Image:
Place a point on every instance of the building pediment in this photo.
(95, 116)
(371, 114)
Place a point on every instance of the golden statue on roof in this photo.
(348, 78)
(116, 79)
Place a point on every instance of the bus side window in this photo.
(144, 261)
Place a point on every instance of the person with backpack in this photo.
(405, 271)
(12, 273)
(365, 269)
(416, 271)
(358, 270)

=== Work task ===
Write out the whole listing verbatim.

=== Response box ===
Image:
Place a point on every instance of the building pediment in this photo.
(95, 116)
(371, 114)
Place a point on every instance of the golden statue on roof in this photo.
(348, 78)
(116, 79)
Place a point on every instance of the bus side window in this photo.
(144, 261)
Place a point on every instance of the person with backpack in this photo.
(405, 271)
(12, 273)
(365, 269)
(416, 271)
(358, 270)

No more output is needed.